**Working data**
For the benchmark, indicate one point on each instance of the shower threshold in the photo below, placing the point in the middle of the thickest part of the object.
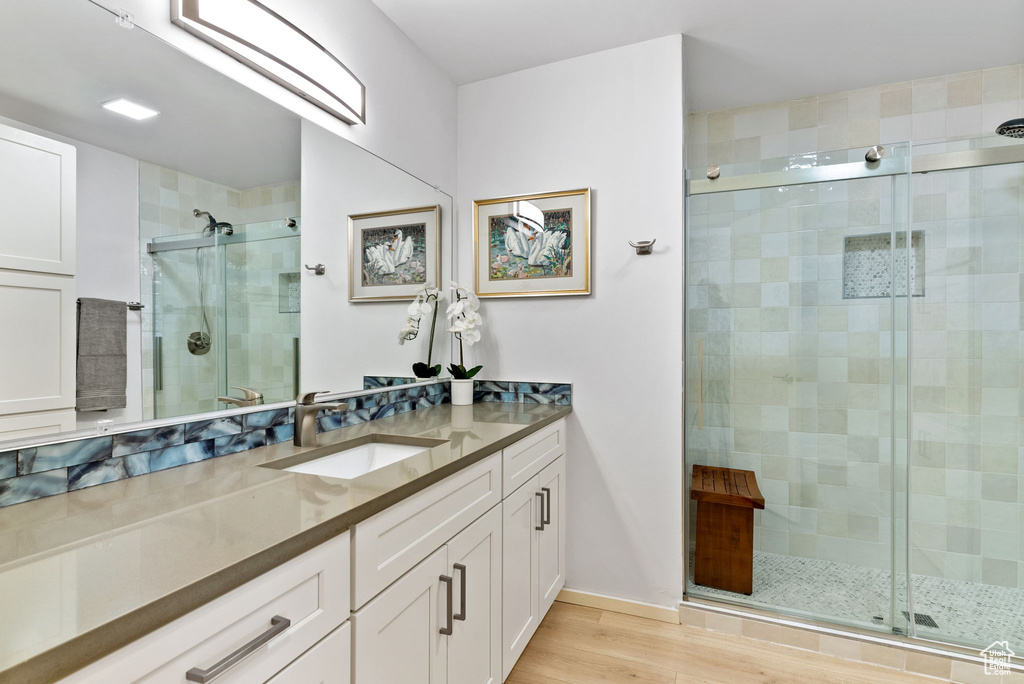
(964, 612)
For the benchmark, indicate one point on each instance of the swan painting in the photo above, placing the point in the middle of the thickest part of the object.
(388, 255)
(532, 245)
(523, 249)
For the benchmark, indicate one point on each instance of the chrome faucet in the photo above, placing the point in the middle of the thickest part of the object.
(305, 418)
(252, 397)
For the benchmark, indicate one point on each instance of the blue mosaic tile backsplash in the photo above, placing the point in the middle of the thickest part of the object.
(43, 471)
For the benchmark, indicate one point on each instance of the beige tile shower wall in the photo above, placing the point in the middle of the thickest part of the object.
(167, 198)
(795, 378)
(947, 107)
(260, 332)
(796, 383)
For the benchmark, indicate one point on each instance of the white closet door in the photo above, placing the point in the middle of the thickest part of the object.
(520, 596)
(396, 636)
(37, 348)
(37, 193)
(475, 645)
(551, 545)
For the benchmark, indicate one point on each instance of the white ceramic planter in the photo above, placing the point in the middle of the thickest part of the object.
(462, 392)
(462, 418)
---
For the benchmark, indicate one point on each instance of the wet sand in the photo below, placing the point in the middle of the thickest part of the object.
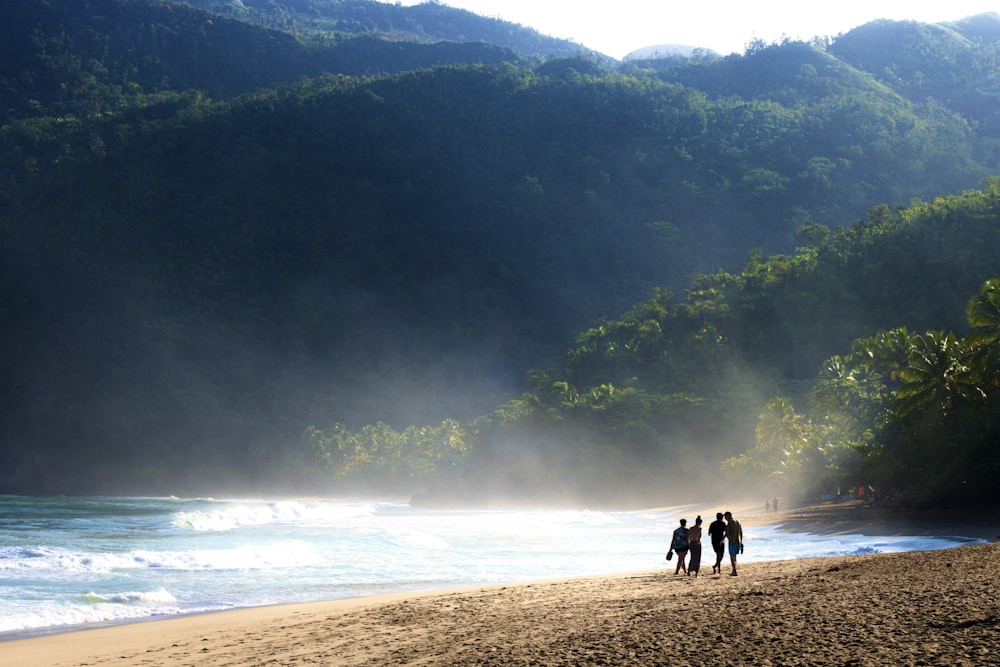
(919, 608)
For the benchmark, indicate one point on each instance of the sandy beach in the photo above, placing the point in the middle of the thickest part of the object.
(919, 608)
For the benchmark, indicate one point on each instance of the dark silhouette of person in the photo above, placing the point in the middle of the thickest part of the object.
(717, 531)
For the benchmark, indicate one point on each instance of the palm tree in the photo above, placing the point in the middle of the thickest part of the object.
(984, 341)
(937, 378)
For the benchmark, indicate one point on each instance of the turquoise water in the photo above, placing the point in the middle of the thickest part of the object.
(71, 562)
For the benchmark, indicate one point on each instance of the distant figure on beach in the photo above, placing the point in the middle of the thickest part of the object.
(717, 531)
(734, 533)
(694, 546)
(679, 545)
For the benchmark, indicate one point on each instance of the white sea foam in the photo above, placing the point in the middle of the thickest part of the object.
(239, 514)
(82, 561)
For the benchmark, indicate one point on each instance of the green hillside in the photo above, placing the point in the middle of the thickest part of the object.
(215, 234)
* * *
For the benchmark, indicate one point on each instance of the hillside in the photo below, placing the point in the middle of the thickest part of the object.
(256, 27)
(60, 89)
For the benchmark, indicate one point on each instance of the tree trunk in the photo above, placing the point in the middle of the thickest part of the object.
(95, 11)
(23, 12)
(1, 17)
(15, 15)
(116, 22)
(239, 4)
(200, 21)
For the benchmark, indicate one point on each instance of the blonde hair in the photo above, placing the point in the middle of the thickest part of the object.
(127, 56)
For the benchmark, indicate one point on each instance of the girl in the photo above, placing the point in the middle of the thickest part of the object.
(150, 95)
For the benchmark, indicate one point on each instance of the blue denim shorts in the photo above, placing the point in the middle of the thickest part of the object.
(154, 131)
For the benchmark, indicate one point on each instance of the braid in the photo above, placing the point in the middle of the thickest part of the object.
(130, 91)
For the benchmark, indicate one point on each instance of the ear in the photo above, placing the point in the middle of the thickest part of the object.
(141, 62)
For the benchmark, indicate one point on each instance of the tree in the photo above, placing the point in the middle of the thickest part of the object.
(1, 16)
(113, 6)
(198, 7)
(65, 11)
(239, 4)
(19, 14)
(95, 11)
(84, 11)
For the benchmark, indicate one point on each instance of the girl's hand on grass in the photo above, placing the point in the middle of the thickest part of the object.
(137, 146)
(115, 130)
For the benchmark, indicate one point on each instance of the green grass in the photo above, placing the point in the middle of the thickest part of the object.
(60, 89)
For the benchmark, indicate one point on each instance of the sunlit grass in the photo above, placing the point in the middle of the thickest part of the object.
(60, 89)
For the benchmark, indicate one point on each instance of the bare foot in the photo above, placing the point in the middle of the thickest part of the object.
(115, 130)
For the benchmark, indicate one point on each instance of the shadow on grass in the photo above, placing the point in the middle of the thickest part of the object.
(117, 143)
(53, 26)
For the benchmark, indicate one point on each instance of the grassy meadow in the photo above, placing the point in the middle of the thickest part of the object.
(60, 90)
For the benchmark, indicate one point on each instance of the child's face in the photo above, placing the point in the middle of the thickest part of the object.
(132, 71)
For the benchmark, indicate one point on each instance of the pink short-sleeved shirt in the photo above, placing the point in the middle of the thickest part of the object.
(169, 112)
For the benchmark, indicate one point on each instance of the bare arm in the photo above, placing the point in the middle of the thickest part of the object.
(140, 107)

**Exercise**
Locate each line in the listing above that contains the word "blue" and copy those lines out.

**Finished exercise**
For the benchmark, indicate one point on each instance of the blue mosaic tile backsplash in the photo above, placing the point in the middle of the thickest part of the object.
For the benchmark, indicate one point on each instance of the blue denim shorts in the photo above, placing the point in the middle of the thickest part of the object.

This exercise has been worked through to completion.